§ **LIST OF TASKS**
1. Answer these questions using the forum post about organic lawn products at a local farm store:
(a) How far away is the Farm/Ag store?
(b) What is the price of a 50# bag of Micronutrients?
(c) What price per bag can the poster get Milorganite for?
2. Write the next part of the forum post about organic lawn products at a local farm store, starting after its last sentence.

§ **EXTRACT PROVIDED**
::::

# Local Farm Supply - Humic/Organics Questions



## FuzzeWuzze (Aug 25, 2017)

So after wandering around the internet looking at lawn things as you do, i stumbled upon a Farm/Ag store thats only 15 minutes away and seems to have everything i'd ever need in terms of fert all for reasonable prices. Which is quite exciting because honestly the mark up on shit out here in western Oregon for organics is astounding.

They also have some products i feel like I could use but i am not sure how they compare to other products out there. As well some dont really have recommendations for usage, so im not sure if they are good deals or not. $25 for a 50# bag of Micronutrients seems like a good deal compared to N-EXT products unless i need 50# per 1ksqft or something.

First is this organic all purpose fert from Feather Meal, Bone meal, and some other organics. Its not cheap though, a bit more expensive than Milorganite for me per 1k sqft (i can only get Milo $16/bag) but maybe worth throwing one bag down this season?
http://marionag.ygmedia.com/wp-content/uploads/2018/08/Pro-Pell-It-Granular-All-Purpose-8-2-5-16843-OR-WA.pdf

Second is Alfalfa meal, seem to be a go to for many people to add organic matter in, its pretty cheap and as i understand it most people put down 15-20# per 1k? So 1 bag fits me well.

Third is Kelp Meal. I am unsure how this actually compares to something you'd get from Kelp4Less in one of its Kelp/Humic/Fumic mixes? Same type of stuff? Have no idea what the app rate on something like this would be?

::::

(Records of labeled points)
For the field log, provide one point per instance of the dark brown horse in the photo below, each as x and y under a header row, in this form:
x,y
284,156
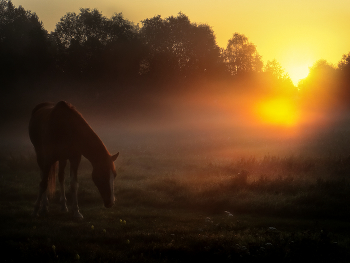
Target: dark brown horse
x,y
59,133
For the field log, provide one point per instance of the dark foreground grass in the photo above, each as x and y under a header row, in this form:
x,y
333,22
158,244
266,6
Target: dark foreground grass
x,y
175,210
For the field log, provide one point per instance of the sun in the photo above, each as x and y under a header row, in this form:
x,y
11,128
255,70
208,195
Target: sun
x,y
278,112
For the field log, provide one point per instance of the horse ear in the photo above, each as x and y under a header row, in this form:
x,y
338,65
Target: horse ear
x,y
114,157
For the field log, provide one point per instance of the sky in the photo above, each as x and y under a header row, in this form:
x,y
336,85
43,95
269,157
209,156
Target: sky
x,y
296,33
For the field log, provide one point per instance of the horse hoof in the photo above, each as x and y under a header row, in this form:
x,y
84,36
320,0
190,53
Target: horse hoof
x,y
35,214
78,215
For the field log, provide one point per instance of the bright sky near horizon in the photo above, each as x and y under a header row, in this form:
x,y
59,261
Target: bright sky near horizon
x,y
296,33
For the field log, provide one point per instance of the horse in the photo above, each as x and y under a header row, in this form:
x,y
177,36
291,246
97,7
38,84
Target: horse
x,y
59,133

::::

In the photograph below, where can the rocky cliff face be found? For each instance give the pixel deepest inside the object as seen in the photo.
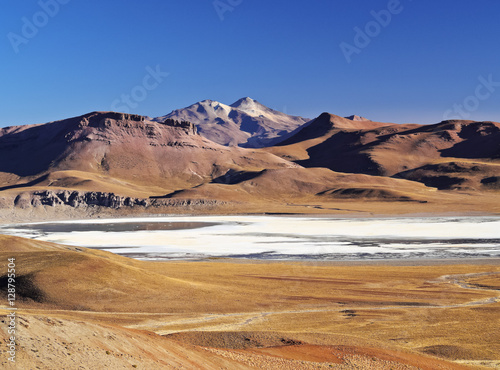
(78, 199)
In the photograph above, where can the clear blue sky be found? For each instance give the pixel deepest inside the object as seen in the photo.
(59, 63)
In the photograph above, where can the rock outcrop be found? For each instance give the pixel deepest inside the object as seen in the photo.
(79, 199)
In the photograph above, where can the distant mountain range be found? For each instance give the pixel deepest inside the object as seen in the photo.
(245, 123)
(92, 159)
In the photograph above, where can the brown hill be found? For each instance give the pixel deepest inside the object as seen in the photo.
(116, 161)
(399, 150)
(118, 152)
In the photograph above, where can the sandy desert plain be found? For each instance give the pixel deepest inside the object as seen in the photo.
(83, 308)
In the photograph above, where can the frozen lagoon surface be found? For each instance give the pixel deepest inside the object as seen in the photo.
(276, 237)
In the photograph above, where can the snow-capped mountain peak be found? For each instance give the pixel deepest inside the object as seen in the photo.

::::

§ **WRITTEN RESPONSES**
1.
(a) 15 minutes away
(b) $25
(c) $16/bag

2.
> Pro-Pell-It! Kelp Meal is made from a special species of giant kelp found along the Pacific coasts, Macrocystis pyrifera. What makes this species unique is that it is known to contain higher concentrations of nitrogen potassium than other kelps available on the market. Pro-Pell-It! Kelp Meal is harvested from the Pacific Ocean and sun-dried until it is ready for processing. It should be used to complement an NPK program.


http://marionag.ygmedia.com/wp-content/uploads/2018/08/Pro-Pell-It-Kelp-Meal-2-0-4.pdf

Fourth is this Iron/Humic mix? It seems to only be 1% Humic acid but im not sure how that relates to other products out there you'd put down. Its not cheap at $80 for #50 but i have no idea how many # per 1k you'd be puttinng down?
http://marionag.ygmedia.com/wp-content/uploads/2018/09/Iron-Humic-Plus-BA.pdf

Lastly is this Micro mix, which seems to be like N-EXT Microgreen in granular form? The price is about $25 for 50#, but again i am not really sure if thats a good deal since i have no idea how many # per 1k sqft of something like this you'd put down.
http://marionag.ygmedia.com/wp-content/uploads/2018/09/Pro-pell-It-Marion-Micro-Mix-Gran-Label-20364.pdf

Thanks in advance for any help or insight


----------



## TN Hawkeye (May 7, 2018)

It's kind of weird that there is no info anywhere on the internet about the micro mix application rates. I spent about 30 minutes trying to find something and came up empty. I guess they want you to get a soil test and use the percentages in the mix to formulate how much to put down. That way you can dial in how much you put down based on needs.


----------



## FuzzeWuzze (Aug 25, 2017)

So how does N-EXT do it are they just giving some random value on their micro green formula for people to put down?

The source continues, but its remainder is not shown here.